● EXERCISE
Output the data below in full, character for character.

● Pointing records

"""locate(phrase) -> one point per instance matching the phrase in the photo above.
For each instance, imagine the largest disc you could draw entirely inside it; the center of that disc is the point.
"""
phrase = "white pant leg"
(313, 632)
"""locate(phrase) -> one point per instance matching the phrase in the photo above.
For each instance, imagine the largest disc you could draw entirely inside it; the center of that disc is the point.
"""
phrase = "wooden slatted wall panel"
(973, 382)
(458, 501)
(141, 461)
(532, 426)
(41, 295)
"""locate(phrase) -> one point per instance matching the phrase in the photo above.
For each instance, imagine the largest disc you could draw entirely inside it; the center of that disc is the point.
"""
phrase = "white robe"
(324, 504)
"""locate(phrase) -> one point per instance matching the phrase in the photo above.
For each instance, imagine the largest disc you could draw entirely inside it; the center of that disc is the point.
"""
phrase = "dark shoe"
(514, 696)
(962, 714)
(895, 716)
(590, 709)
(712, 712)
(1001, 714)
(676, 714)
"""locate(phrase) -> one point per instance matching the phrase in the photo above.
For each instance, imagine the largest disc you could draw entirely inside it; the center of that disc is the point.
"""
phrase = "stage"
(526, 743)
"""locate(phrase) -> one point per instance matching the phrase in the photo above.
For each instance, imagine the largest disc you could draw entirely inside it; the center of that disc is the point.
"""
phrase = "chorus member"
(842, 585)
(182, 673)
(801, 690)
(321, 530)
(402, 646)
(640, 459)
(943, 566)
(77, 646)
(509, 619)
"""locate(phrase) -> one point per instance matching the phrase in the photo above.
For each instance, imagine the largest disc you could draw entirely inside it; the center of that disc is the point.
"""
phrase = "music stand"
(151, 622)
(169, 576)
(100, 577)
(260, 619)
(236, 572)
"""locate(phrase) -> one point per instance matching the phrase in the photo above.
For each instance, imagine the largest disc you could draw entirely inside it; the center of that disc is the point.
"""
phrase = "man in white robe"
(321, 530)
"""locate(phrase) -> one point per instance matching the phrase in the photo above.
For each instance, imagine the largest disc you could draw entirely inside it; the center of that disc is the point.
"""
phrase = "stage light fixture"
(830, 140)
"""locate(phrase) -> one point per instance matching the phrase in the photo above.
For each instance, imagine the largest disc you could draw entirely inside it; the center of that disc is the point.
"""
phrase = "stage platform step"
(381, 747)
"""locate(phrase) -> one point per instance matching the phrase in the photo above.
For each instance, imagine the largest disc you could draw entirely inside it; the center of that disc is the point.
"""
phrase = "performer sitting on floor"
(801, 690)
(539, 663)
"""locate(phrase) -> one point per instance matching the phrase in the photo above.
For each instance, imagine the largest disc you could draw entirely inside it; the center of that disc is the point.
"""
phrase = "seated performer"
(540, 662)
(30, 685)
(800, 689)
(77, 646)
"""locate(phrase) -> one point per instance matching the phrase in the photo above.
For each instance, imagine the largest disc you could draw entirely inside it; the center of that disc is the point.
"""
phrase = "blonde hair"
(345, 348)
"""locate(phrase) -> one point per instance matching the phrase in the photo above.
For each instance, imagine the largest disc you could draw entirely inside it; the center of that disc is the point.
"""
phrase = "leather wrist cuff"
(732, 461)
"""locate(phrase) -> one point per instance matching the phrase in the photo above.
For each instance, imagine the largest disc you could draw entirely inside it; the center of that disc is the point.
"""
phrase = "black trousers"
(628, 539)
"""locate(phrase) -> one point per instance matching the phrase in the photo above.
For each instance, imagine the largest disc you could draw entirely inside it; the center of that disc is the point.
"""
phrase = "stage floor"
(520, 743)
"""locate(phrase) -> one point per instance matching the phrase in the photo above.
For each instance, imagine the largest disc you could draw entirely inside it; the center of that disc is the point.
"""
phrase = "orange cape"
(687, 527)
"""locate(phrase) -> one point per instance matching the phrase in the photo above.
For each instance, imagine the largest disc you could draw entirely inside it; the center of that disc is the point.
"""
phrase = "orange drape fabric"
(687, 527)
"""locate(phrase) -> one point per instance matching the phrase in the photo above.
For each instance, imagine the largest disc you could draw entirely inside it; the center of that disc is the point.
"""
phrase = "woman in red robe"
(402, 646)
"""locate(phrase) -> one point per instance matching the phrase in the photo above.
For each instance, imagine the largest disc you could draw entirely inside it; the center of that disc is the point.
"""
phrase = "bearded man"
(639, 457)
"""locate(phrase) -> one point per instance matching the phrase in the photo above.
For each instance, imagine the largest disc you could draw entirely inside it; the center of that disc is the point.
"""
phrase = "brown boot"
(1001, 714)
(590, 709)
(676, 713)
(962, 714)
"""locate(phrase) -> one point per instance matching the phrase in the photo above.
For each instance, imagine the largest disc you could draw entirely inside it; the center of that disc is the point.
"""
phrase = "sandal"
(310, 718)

● THE SOLUTION
"""locate(phrase) -> one point per instance matching the phrase in the photo above.
For each instance, imagine the largest disc you could draw entirely inside it; the center of that disc is the point.
"""
phrase = "white pant leg"
(313, 632)
"""locate(phrase) -> one point per instance matching the phrase in the photo above.
For each instance, imagine the largest disc you could draw entirely inside it; the center of that disc is the point.
"""
phrase = "wooden slatted wall panel"
(973, 382)
(458, 501)
(141, 461)
(532, 426)
(41, 295)
"""locate(phrase) -> one point per instance matching the phrase in the photo above.
For each instance, imagine the largest disc you could draw entirely inside it; the center of that disc is the point.
"""
phrase = "white robe"
(324, 504)
"""locate(phrase) -> one point per instance matching the phrase in the photo above.
For each instance, imagine the largest disc you could draw entirely inside it; the center of that disc is the point.
"""
phrase = "dark shoe"
(514, 696)
(962, 714)
(895, 716)
(590, 709)
(712, 712)
(1001, 714)
(676, 714)
"""locate(phrase) -> one point per instance matching the phrase in the photo above.
For each instance, imagine the largest disc you could draw entirely inside it; the center of that disc is the point.
"""
phrase = "stage"
(526, 743)
"""locate(phrase) -> one point per instance matching the phrase in the photo above.
For each instance, imagine the largest disc you could draw entirely inside it; the center of that disc is the point.
"""
phrase = "chorus member"
(842, 585)
(182, 673)
(801, 690)
(321, 530)
(402, 646)
(640, 459)
(943, 566)
(77, 646)
(509, 619)
"""locate(phrase) -> one point per instance matching the phrase in the photo above.
For each instance, imagine the largest disc you could draw entirely inside it; the center of that disc is the point.
"""
phrase = "music stand"
(151, 622)
(169, 576)
(100, 577)
(260, 619)
(236, 572)
"""locate(phrase) -> one point per instance matching the phrase in the photo above.
For each instance, imagine the largest disc you could draw entirely inside it; the center of that disc is the point.
"""
phrase = "man in white robe"
(321, 530)
"""locate(phrase) -> one point per instance matching the phrase in the photo above.
For each instance, imagine the largest disc you could draw entirely inside it; the center of that disc is the point.
"""
phrase = "stage light fixture"
(830, 140)
"""locate(phrase) -> one point per instance matching the phrase in the photo above.
For each instance, imagine the largest disc you could draw entirely inside it; the center of that disc is the point.
"""
phrase = "stage platform step"
(381, 747)
"""locate(phrase) -> one point per instance matching the phrase in the photo above.
For each instance, imagine the largest disc you could draw entirely inside it; the center of that disc is the point.
"""
phrase = "performer sitting on floor"
(801, 690)
(539, 663)
"""locate(phrase) -> one point per instance matching the phrase in the photo above.
For each instance, imagine the largest disc you could draw entirely inside it; the center of that disc is the point.
"""
phrase = "seated performer"
(540, 662)
(30, 685)
(800, 689)
(77, 646)
"""locate(phrase) -> one point per instance matching the phrase in the photo above.
For each instance, imagine the largest disc you could draw entirely inside it; the center of that disc is the point.
"""
phrase = "blonde hair"
(345, 348)
"""locate(phrase) -> one point per instance matching the phrase in the photo above.
For each instance, imagine the largest disc you could draw entirely inside it; the center of that disc is the point.
"""
phrase = "leather wrist cuff"
(732, 461)
"""locate(phrase) -> one point per instance matching the phrase in the photo above.
For each instance, imagine the largest disc you could draw entirely inside it; the center of that disc is the point.
"""
phrase = "black trousers"
(628, 539)
"""locate(phrase) -> one point per instance matching the phrase in the photo above.
For each instance, imagine the largest disc you could draw entirely inside it; the center of that disc is the point.
"""
phrase = "stage floor"
(520, 743)
"""locate(phrase) -> one point per instance matching the phrase in the photo above.
For each instance, imagine the largest disc you could draw entirely inside it; the center of that disc is the point.
"""
phrase = "orange cape"
(687, 527)
"""locate(phrase) -> one point per instance matching the phrase in the photo above.
For each instance, imagine the largest disc you could draw entirely inside it; the center of that disc is the point.
"""
phrase = "orange drape fabric"
(687, 527)
"""locate(phrase) -> one point per instance matching the phrase in the photo above.
For each instance, imagine the largest disc you could draw entirely inside it; the center of that disc is the point.
"""
phrase = "woman in red robe"
(402, 646)
"""locate(phrase) -> one point per instance matching the phrase in the photo above.
For each instance, imagine the largest disc you could draw entirely inside it; the center of that disc is the point.
"""
phrase = "bearded man"
(639, 457)
"""locate(phrase) -> one point per instance matching the phrase in the photo above.
For each instance, imagine the largest disc you could draw entirely inside it; the center of that disc is the point.
"""
phrase = "brown boot"
(1001, 714)
(590, 709)
(676, 713)
(962, 714)
"""locate(phrase) -> one point per instance matching the phrase in the photo above.
For each instance, imagine the largest disc you could draw entirely inside it; the center of that disc is the point.
"""
phrase = "sandal"
(310, 718)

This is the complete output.